AIM OF THE TASK: Nothing belongs in the answer except the lines of the material that include "front".

DATA FOR THE TASK:
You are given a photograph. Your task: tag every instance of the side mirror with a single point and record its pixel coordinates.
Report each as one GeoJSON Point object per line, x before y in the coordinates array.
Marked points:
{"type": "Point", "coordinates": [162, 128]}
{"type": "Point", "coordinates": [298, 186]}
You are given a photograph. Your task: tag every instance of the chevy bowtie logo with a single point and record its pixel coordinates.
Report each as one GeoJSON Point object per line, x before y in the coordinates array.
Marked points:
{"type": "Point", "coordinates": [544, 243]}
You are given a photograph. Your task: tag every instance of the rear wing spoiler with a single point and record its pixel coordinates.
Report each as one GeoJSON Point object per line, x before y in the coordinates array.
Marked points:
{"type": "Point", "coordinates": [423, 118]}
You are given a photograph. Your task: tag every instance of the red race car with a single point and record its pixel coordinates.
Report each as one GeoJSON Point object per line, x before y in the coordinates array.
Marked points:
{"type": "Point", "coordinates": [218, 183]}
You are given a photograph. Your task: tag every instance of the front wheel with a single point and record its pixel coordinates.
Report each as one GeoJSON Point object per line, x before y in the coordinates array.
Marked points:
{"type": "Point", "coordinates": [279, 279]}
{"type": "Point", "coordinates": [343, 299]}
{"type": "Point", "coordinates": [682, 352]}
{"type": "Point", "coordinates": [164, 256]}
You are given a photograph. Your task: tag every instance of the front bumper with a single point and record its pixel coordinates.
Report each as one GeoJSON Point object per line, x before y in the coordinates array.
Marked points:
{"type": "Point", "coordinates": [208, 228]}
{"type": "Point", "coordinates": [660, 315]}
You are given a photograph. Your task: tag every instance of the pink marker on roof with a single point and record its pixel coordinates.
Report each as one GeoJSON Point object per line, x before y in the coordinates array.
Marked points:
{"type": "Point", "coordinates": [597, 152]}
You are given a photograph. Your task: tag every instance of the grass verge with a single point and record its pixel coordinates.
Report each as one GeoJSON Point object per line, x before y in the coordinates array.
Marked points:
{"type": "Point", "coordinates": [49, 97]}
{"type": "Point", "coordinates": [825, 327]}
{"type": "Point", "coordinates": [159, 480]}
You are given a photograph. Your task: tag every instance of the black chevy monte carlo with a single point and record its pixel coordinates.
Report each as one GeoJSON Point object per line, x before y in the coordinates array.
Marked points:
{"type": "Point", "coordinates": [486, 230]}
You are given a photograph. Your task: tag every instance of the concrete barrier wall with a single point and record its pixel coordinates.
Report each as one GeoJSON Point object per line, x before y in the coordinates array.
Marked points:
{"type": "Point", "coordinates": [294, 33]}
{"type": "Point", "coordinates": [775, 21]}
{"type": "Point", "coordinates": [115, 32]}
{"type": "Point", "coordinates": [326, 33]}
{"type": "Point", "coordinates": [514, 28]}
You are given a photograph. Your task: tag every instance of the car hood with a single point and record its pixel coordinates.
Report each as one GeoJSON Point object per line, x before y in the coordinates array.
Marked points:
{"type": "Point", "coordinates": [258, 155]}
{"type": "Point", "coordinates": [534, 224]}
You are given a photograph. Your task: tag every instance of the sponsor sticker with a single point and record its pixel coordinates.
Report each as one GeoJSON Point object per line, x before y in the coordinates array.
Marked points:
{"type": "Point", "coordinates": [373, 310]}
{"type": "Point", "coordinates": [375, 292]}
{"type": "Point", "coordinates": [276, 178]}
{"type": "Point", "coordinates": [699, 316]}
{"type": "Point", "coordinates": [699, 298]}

* * *

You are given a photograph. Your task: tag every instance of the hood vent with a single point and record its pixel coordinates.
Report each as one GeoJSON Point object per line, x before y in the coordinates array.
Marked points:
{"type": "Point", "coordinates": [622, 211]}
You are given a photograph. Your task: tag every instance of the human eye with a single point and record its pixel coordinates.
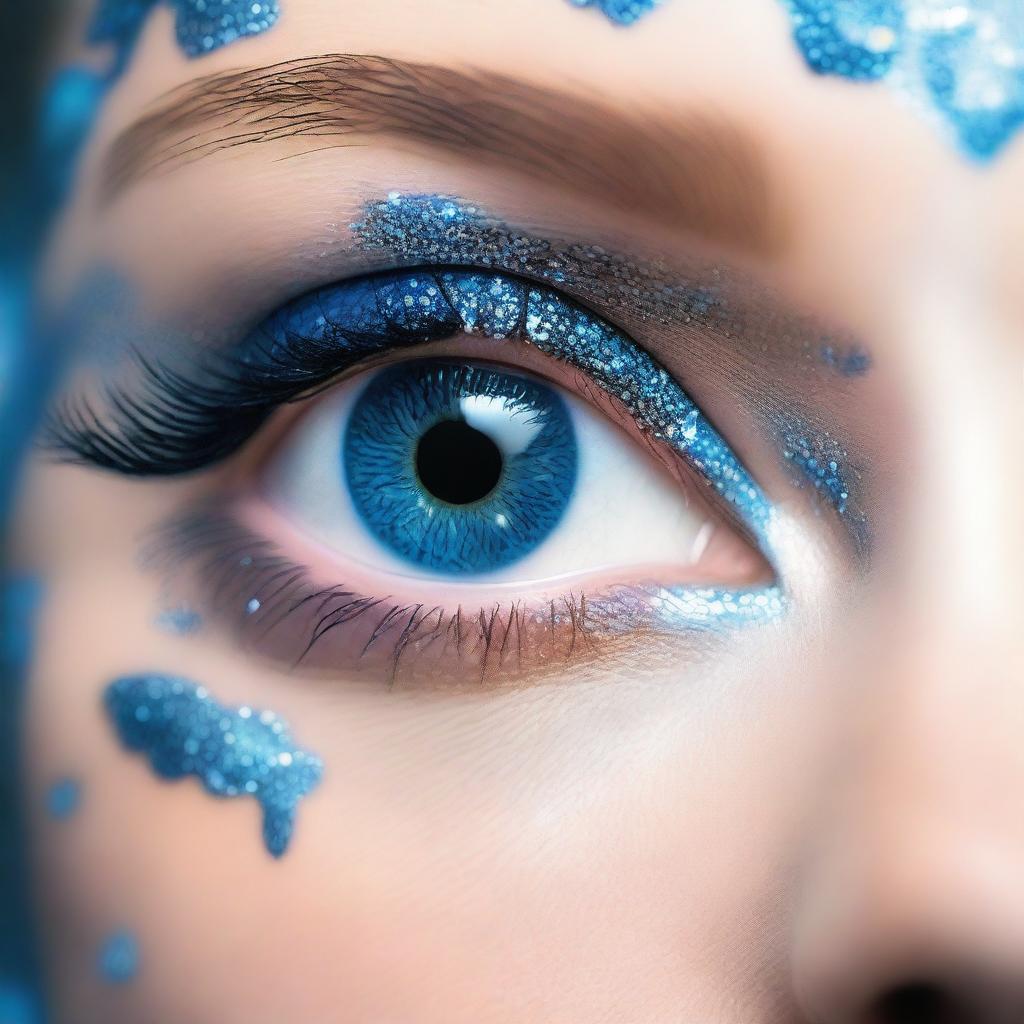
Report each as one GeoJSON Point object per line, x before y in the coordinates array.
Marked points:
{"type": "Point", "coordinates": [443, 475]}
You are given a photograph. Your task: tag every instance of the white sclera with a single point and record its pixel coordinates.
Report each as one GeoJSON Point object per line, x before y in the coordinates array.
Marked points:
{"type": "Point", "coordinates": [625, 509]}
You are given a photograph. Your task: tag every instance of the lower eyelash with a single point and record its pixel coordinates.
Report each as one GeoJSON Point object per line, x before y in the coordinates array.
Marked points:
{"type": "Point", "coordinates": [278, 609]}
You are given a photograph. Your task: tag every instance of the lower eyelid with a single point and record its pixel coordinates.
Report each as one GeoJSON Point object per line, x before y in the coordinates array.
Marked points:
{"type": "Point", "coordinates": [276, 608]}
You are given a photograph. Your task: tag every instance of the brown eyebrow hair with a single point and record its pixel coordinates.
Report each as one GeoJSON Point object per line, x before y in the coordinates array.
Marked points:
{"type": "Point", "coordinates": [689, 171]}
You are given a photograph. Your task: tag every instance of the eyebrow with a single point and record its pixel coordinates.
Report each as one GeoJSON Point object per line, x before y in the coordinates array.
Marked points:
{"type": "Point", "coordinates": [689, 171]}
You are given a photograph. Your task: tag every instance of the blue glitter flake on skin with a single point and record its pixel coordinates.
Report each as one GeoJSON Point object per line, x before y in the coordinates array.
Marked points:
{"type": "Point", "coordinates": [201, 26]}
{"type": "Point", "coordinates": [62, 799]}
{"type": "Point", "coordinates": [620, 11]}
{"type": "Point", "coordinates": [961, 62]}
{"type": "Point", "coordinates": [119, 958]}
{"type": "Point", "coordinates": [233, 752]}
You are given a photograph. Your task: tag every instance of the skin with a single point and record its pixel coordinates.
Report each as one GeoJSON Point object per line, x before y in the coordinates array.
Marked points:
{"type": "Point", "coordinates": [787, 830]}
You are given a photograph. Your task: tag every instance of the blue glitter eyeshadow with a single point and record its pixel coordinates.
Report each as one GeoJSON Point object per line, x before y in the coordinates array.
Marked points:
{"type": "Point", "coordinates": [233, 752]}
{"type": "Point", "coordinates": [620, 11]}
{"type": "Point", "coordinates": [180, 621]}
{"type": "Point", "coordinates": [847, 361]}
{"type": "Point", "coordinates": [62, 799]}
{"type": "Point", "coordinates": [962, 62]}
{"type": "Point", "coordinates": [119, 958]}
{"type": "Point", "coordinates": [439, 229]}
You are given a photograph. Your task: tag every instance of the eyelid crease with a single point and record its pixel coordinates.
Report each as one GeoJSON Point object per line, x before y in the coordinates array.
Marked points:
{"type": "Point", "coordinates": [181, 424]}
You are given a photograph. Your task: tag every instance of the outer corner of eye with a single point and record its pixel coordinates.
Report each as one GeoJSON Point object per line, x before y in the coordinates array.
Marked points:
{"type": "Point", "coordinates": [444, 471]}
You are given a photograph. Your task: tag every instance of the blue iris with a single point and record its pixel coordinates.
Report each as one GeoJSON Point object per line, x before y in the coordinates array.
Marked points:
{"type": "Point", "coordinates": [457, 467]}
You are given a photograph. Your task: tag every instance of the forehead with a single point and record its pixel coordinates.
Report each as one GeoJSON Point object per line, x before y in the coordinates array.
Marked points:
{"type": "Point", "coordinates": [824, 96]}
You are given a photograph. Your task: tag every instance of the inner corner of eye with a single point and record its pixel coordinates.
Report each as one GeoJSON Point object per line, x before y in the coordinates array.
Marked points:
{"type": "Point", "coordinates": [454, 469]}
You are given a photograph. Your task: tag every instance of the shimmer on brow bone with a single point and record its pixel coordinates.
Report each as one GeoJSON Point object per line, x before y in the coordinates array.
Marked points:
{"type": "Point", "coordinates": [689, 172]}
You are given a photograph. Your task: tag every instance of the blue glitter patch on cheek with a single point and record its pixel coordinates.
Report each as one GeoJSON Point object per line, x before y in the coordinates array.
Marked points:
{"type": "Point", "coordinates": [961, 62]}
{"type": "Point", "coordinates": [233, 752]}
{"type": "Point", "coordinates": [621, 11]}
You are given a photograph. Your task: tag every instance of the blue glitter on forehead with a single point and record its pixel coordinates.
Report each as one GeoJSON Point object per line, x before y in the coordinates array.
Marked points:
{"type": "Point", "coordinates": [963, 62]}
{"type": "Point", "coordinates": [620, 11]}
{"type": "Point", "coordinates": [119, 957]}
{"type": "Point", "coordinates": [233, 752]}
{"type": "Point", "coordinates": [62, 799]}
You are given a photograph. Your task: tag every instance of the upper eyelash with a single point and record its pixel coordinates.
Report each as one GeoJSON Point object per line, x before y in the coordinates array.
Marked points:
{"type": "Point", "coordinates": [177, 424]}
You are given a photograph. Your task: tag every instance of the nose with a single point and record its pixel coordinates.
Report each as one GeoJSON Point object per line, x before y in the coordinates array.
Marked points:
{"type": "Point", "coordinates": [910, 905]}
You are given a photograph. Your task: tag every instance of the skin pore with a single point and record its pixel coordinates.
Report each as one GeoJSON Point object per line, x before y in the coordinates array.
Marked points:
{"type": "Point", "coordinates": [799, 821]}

==

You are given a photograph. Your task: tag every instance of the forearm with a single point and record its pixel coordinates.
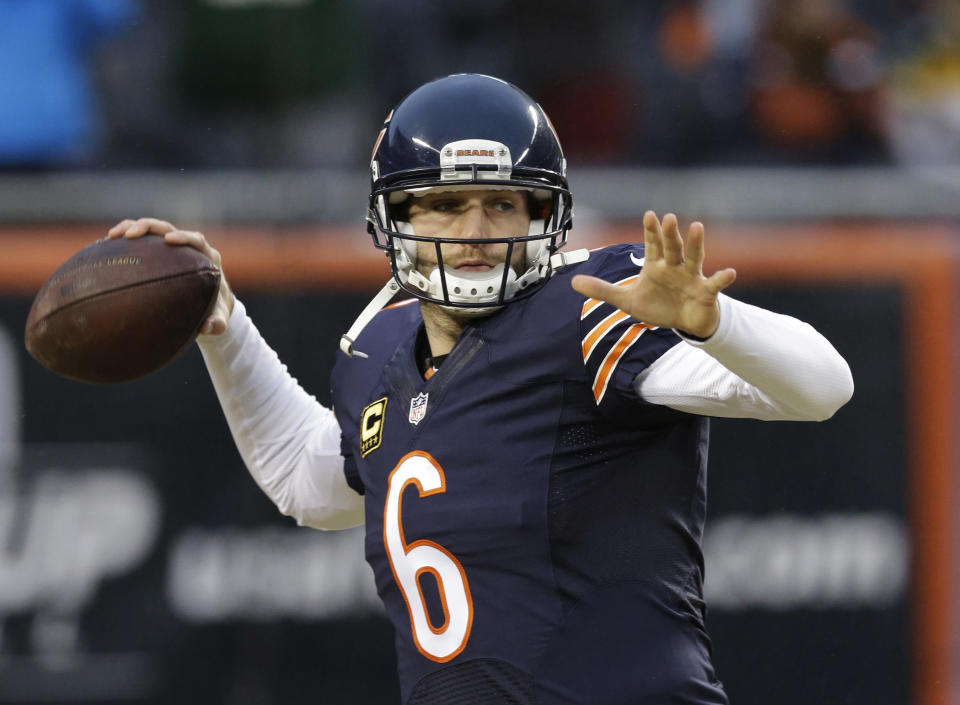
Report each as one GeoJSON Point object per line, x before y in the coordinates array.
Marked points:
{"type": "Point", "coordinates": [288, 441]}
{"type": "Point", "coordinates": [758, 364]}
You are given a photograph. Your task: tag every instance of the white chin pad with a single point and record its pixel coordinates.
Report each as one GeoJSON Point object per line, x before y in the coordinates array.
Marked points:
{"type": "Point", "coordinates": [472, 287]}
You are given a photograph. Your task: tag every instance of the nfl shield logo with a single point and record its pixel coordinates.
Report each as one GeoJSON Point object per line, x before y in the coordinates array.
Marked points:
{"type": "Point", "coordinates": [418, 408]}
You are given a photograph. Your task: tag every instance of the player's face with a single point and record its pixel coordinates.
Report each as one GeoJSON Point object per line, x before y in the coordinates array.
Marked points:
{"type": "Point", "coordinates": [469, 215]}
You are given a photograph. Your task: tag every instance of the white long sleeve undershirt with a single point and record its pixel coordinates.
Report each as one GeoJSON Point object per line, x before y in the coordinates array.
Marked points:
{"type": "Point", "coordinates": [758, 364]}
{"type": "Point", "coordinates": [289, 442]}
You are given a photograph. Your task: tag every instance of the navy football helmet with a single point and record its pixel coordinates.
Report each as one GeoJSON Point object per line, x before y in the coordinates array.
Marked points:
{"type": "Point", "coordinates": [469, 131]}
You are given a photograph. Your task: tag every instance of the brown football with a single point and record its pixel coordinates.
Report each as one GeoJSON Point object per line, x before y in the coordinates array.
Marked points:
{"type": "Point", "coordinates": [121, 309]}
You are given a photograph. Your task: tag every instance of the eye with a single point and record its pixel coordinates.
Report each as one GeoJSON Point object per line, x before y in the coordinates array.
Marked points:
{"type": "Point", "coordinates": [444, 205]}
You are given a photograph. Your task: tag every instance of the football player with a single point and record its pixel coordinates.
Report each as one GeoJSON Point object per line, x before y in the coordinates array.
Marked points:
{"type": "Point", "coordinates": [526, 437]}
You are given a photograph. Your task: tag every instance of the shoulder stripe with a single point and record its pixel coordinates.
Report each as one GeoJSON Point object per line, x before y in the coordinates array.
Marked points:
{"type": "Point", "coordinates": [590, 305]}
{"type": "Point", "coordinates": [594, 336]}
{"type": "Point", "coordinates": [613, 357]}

EXPECTED ANSWER:
You are given a photograph. Your task: tag every instance of the front wheel with a single point and record its pixel coordinates.
You are given a photograph. Your task: tag every instance of the front bumper with a single point and record its pixel coordinates.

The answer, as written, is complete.